Segment Open
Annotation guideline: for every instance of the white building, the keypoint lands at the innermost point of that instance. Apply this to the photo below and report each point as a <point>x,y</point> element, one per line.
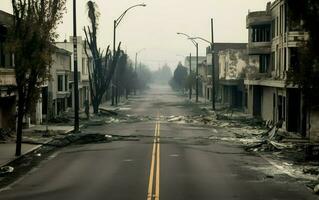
<point>84,62</point>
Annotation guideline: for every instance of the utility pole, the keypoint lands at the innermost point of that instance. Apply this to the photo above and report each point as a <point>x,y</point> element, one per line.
<point>190,75</point>
<point>76,79</point>
<point>213,67</point>
<point>135,72</point>
<point>114,52</point>
<point>116,23</point>
<point>197,83</point>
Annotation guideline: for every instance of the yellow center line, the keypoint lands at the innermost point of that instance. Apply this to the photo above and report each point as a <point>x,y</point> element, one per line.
<point>150,183</point>
<point>155,160</point>
<point>157,189</point>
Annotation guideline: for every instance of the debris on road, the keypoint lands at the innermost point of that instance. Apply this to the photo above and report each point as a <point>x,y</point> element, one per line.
<point>6,170</point>
<point>107,112</point>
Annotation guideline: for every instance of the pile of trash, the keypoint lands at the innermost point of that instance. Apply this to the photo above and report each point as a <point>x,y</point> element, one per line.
<point>5,134</point>
<point>200,119</point>
<point>271,141</point>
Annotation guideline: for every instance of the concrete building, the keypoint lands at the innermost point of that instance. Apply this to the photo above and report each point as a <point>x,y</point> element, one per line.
<point>7,77</point>
<point>207,72</point>
<point>232,64</point>
<point>84,62</point>
<point>272,49</point>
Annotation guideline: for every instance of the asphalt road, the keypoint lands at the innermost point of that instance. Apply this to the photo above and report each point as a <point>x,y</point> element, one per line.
<point>169,162</point>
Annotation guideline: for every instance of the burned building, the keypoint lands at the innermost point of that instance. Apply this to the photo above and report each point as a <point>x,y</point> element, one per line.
<point>7,77</point>
<point>272,49</point>
<point>232,64</point>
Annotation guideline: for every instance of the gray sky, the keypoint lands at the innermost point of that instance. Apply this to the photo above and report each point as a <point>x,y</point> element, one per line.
<point>154,27</point>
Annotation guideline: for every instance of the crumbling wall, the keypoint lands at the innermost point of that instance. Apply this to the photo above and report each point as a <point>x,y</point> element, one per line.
<point>232,63</point>
<point>267,104</point>
<point>314,124</point>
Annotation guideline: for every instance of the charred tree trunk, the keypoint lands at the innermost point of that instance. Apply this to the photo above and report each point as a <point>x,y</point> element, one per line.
<point>96,105</point>
<point>20,116</point>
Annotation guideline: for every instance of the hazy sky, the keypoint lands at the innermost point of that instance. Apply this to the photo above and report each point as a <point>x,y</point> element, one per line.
<point>154,27</point>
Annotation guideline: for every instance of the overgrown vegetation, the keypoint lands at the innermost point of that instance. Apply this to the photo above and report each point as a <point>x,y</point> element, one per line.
<point>31,40</point>
<point>104,64</point>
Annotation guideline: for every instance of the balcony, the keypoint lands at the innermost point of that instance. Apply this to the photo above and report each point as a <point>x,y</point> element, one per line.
<point>7,77</point>
<point>259,48</point>
<point>258,18</point>
<point>295,37</point>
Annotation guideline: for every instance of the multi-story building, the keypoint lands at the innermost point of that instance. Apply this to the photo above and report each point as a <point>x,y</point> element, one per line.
<point>272,49</point>
<point>207,76</point>
<point>7,77</point>
<point>84,62</point>
<point>232,64</point>
<point>56,94</point>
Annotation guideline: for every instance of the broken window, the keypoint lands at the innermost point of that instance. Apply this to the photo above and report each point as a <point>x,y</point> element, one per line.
<point>294,58</point>
<point>60,83</point>
<point>261,33</point>
<point>281,108</point>
<point>264,61</point>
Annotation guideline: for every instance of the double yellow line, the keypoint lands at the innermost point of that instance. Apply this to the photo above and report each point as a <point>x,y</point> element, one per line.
<point>155,166</point>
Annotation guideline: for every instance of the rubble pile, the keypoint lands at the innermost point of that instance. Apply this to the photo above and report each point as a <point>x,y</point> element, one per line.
<point>5,134</point>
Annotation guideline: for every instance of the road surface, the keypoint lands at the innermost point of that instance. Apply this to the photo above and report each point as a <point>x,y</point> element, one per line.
<point>170,161</point>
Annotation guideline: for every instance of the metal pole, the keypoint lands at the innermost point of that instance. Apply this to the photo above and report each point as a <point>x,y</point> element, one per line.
<point>76,83</point>
<point>114,52</point>
<point>135,72</point>
<point>213,67</point>
<point>190,75</point>
<point>197,72</point>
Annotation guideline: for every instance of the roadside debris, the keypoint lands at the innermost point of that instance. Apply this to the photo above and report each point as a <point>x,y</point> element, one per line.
<point>316,189</point>
<point>6,170</point>
<point>5,134</point>
<point>104,111</point>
Segment Closed
What is being asked: Every entry above is to be repeated word for word, with all pictures omitted.

Answer area:
Annotation guideline: for every instance of the white building, the keypoint lands at the innermost point of that instance. Apply this to the photo below and report each point as a <point>x,y</point> element, one per line.
<point>84,62</point>
Annotation guideline: for every instance of the utility pole, the keypoint lands at the innermost point of that instance. Apply this to the photo above and report each point as a <point>x,y</point> element, one per line.
<point>190,75</point>
<point>76,79</point>
<point>213,67</point>
<point>135,72</point>
<point>114,52</point>
<point>116,23</point>
<point>197,83</point>
Annotation guideline: for every instance of the yellow center line, the keypoint lands at the innermost point of that instance. Apply this to the photo above and report each point as a <point>x,y</point> element, one per line.
<point>150,183</point>
<point>155,160</point>
<point>157,189</point>
Annotation guideline: for every instance of the debris on road, the keypoint lands at the innermost point of that instance. Apply this to the photo above and report each point as a <point>x,y</point> element, one per line.
<point>6,170</point>
<point>107,112</point>
Annotation guideline: for every instance of the pile of trash, the keypoint lands at the innermost point of that instance. Apply this to the photo above and report each point as a <point>x,y</point> element, one per line.
<point>5,134</point>
<point>200,119</point>
<point>271,141</point>
Annotation guideline: for every instance of the concrete building, the keypoint lands at the innermost point of that instance. Apply this to the photo above and report each point as a <point>x,y</point> element, one per line.
<point>7,77</point>
<point>207,72</point>
<point>232,64</point>
<point>84,62</point>
<point>272,49</point>
Annotation guideline: for every instance of the asphalt road, the keypoint lands at the innermost point of that instance. Apply this to the photo above and report each point as a <point>x,y</point> element, one per line.
<point>169,162</point>
Annotation guideline: for every instance of the burned building, the keypoint lands at the innermost point of that instance. Apply this to the photo above and report each point as a <point>x,y</point> element, one per line.
<point>7,77</point>
<point>272,49</point>
<point>232,64</point>
Annotation guideline: for every instance of the gray sky, the keypoint lands at the innermost point of that instance. Apply this to the photo above and report each point as a <point>x,y</point> element, one per line.
<point>154,27</point>
Annotation guideline: for every instance of the crumbling wall, the keypoint lands at the innermost point of that instance. Apply this to the photo above and report each point as a <point>x,y</point> element, one per line.
<point>232,63</point>
<point>267,104</point>
<point>314,124</point>
Annotation guideline: for every instance of the charred tree trunk, the keypoint lands at the innermost point of that instance. Apply this to the photo above and report each point as a <point>x,y</point> element, one per line.
<point>96,105</point>
<point>20,116</point>
Annotation guideline: for every instance of the hazy sky, the keypoint lands at the innermost point of that instance. Apply this to the photo above and report each point as a <point>x,y</point> element, one per line.
<point>154,27</point>
Annotation guideline: for every instance of the overgrown vegetation, the keypoint lands at the innermost point of that instance. Apply this to the photo above and report each point as a <point>x,y</point> element, one per line.
<point>31,40</point>
<point>104,64</point>
Annotation guideline: for every instance of the balcony, the keypoint lands at the innermost point of that instance. Apply this to the photo above and report each point as a <point>x,y</point> element, one per line.
<point>7,77</point>
<point>259,48</point>
<point>258,18</point>
<point>295,37</point>
Annotation guideline: for every instance of the multi-story building, the keypoint lands at the innermost point of that instance. Apply this to the photo above and report each point as a <point>x,y</point> element, one per line.
<point>272,49</point>
<point>207,76</point>
<point>7,77</point>
<point>84,62</point>
<point>232,64</point>
<point>56,94</point>
Annotation guideline: for every instance of the broken window, the keypoint lands at the innermost point of that instance. Apply this to the photo above and report each point as a <point>x,y</point> element, one per line.
<point>294,58</point>
<point>60,83</point>
<point>261,33</point>
<point>281,108</point>
<point>264,61</point>
Annotation guideline: for every instance of the double yellow line, the keypoint lands at the innermost point of that instance. Apply this to the photo above and report each point as a <point>x,y</point> element, one per line.
<point>155,166</point>
Annotation guideline: for every instance of the rubble pile, the keypoint lands at the innermost point of that instance. Apply this to the photo above and report each point as a <point>x,y</point> element, one per line.
<point>5,134</point>
Annotation guideline: for every instance of the road surface, the keypoint lands at the innermost point of that instance. Apply this to the photo above and report each point as a <point>x,y</point> element, one per line.
<point>170,161</point>
Annotation guideline: for every instance of the metal pole, the keypoint lands at the innermost point of that instance. Apply this to the photo above and report each point as a <point>x,y</point> element, one per line.
<point>76,83</point>
<point>114,52</point>
<point>135,72</point>
<point>213,67</point>
<point>190,75</point>
<point>197,72</point>
Annotation guideline: for every instance of the roadside debris, the keypoint lands at the innermost point of that instance. Apply this to the photo above and report each point as a <point>x,y</point> element, one per line.
<point>316,189</point>
<point>6,170</point>
<point>5,134</point>
<point>104,111</point>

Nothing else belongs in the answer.